### [Instructions]
1 – Rewrite the passage on the Vasco-da-Gama–Jasidih Weekly Express from the words "17321 / 17322" through the words "28 September 2021.", replacing "long-distance" with "long-haul".
2 – Continue the article on the Vasco-da-Gama–Jasidih Weekly Express from the point at which it ends.

17321 / 17322 Vasco-da-Gama–Jasidih Weekly Express is a long-distance Express train of the Indian Railways operated by the South Western Railway zone. It connects Vasco-da-Gama in Goa with Jasidih Junction in Jharkhand.

== History ==
The train was introduced to improve long-distance connectivity between the western coastal region of India and the eastern states. The inaugural service of the train commenced from Jasidih on 28 September 2021.

== Route and halts ==
The important commercial halts of the train include:

- Madgaon
- Sanvordem
- Kulem
- Castle Rock
- Londa
- Dharwad
- Hubballi
- Gadag
- Koppal
- Hosapete
- Ballari
- Guntakal
- Raichur
- Vikarabad
- Secunderabad
- Kazipet
- Manchiryal
- Balharshah
- Gondia
- Durg
- Raipur
- Bilaspur
- Jharsuguda
- Rourkela
- Hatia
- Ranchi
- Muri
- Bokaro Steel City
- Chandrapura
- Katrasgarh
- Dhanbad
- Barakar
- Chittaranjan
- Madhupur
- Jasidih.

### [Data block]

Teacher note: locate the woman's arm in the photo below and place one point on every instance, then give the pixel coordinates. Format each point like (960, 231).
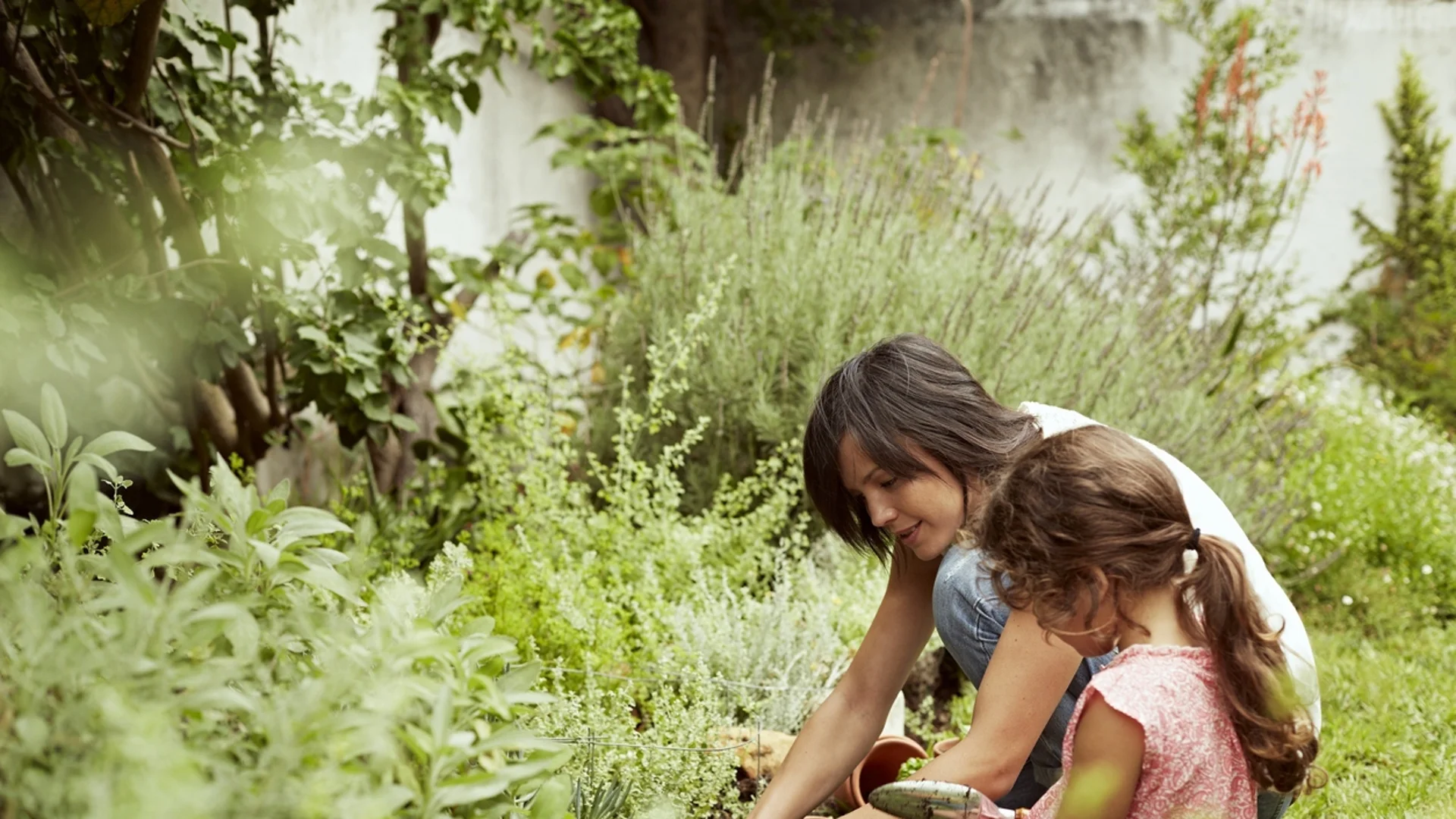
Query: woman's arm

### [Set of answers]
1 –
17321 / 17322 Vasco-da-Gama–Jasidih Weekly Express is a long-haul Express train of the Indian Railways operated by the South Western Railway zone. It connects Vasco-da-Gama in Goa with Jasidih Junction in Jharkhand.

== History ==
The train was introduced to improve long-haul connectivity between the western coastal region of India and the eastern states. The inaugural service of the train commenced from Jasidih on 28 September 2021.

2 –
== Traction and rake ==
The train operates with modern LHB coaches consisting of General Unreserved, Sleeper Class, AC 3-tier, AC 3-tier Economy and AC 2-tier coaches along with a pantry car. The train undergoes locomotive reversal at Guntakal Junction.

== Maintenance ==
Primary rake maintenance is carried out at Vasco-da-Gama coaching depot, while secondary maintenance is undertaken at Madhupur.